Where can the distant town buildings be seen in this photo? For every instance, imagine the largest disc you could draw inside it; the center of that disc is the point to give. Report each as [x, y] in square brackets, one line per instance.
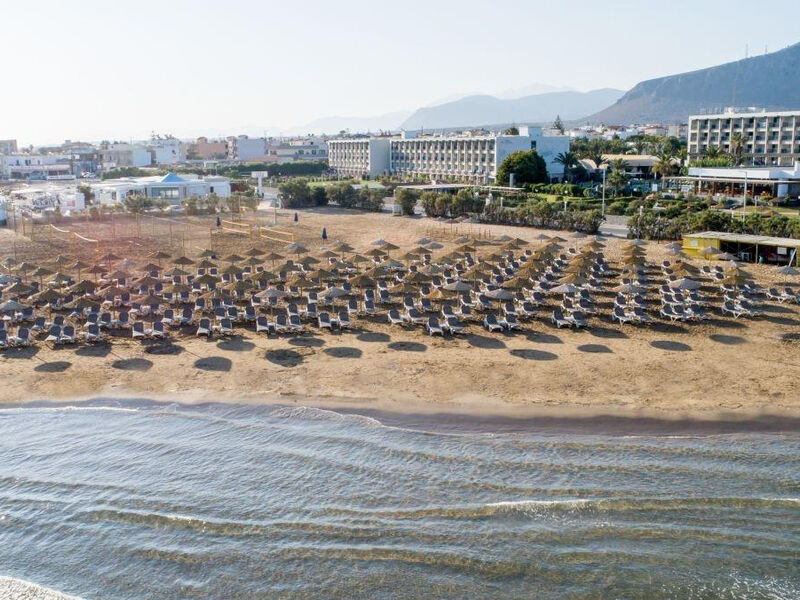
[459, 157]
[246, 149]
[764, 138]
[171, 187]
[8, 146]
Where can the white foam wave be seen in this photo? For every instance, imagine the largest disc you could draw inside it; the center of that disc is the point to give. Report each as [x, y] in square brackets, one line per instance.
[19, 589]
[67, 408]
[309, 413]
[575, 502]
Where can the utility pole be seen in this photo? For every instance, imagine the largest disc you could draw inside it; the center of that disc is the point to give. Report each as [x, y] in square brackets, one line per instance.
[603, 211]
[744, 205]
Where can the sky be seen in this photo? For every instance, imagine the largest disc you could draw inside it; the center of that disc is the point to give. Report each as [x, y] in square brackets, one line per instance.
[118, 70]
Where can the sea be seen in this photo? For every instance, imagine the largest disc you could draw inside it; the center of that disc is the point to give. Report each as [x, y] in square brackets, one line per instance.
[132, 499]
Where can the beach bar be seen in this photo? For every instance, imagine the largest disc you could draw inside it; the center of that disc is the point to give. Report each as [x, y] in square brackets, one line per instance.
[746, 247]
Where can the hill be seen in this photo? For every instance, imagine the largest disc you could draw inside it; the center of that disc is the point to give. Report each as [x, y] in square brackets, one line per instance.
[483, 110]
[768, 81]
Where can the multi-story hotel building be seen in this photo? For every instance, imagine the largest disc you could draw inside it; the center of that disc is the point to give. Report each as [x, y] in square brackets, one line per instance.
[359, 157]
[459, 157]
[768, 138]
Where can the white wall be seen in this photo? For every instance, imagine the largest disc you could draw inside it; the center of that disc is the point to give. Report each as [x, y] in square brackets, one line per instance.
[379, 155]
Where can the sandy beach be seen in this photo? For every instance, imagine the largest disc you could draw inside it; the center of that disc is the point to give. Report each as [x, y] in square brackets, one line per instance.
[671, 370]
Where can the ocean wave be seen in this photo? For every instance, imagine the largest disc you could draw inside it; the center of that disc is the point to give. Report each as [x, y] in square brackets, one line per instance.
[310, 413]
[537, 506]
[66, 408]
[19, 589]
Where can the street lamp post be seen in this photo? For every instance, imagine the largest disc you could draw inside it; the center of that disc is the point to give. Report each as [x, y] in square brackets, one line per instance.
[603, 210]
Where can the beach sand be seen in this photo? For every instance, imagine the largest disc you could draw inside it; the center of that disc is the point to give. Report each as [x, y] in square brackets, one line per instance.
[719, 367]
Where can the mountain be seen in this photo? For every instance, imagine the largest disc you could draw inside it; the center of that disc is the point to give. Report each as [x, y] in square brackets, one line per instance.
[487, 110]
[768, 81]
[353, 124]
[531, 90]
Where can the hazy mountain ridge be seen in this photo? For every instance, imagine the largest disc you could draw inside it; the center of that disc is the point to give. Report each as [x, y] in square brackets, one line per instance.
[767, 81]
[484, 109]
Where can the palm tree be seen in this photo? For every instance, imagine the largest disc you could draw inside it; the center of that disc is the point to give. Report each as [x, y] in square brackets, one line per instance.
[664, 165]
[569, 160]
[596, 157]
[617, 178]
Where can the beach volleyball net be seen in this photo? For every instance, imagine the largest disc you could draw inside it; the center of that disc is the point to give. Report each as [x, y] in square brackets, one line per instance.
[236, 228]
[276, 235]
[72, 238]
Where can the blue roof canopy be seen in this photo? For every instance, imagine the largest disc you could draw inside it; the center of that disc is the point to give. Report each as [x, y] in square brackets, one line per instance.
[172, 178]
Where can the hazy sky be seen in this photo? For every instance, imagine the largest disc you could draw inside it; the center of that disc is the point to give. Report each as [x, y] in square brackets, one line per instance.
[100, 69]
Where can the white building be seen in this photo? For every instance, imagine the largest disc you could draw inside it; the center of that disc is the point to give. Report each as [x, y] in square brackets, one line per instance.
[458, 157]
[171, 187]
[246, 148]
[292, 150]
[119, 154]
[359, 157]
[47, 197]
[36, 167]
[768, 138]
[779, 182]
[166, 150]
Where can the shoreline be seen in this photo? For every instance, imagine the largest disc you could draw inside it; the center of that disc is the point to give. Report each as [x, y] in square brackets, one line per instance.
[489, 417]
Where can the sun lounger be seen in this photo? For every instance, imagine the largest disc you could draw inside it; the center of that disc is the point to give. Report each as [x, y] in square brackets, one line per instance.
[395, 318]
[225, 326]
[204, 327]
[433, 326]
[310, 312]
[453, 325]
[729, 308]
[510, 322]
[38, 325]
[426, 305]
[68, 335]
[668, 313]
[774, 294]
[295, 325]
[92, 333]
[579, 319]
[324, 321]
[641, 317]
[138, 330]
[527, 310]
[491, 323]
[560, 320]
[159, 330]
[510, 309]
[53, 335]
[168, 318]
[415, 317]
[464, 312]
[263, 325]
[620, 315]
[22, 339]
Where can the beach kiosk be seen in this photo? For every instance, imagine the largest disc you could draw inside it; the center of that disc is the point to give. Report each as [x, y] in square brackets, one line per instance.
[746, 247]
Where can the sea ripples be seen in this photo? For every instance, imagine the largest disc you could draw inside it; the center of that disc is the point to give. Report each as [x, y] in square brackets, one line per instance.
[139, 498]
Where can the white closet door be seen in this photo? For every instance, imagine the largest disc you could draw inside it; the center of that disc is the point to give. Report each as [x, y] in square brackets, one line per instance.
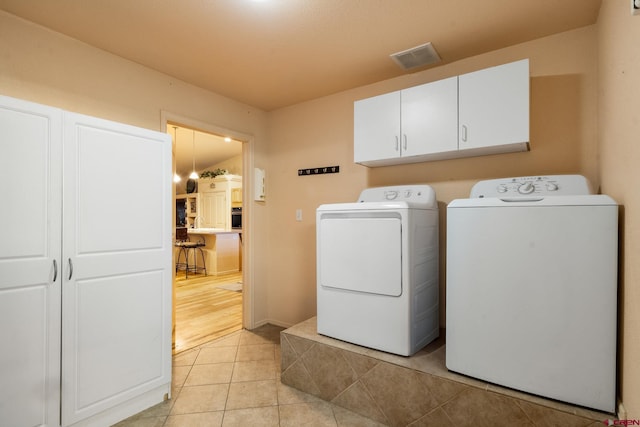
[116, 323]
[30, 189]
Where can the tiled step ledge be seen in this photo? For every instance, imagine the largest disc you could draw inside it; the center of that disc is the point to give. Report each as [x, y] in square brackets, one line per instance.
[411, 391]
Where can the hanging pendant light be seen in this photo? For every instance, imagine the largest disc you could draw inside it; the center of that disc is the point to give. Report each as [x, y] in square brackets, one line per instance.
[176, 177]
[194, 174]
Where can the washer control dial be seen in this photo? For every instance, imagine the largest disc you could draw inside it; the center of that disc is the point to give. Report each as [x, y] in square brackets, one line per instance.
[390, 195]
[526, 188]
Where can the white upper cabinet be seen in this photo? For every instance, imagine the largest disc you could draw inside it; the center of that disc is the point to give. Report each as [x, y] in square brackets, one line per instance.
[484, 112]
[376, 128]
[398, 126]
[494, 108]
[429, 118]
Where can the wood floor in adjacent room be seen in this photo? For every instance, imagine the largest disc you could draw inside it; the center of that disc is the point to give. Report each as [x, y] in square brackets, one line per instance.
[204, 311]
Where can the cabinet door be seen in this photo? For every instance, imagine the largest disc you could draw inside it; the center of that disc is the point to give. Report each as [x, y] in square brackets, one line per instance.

--------------------------------

• [The exercise]
For this exercise, please retype exactly the lines in the listing from the line with "Where can the wood" through its last line, both ends included.

• [Task answer]
Where can the wood floor in adjacent room be seen in this photo? For every instance, imagine the largest disc you could draw inside it; the center of that disc is the point to give. Report each as [x, y] in square brackets, one line per instance.
[204, 311]
Where can the cabinet door be seen in this photo? For every instance, imagine the largest disc you could draw inside it; the center of that disc is the point to give. Report each as [x, y] in square brackets, one line per instance.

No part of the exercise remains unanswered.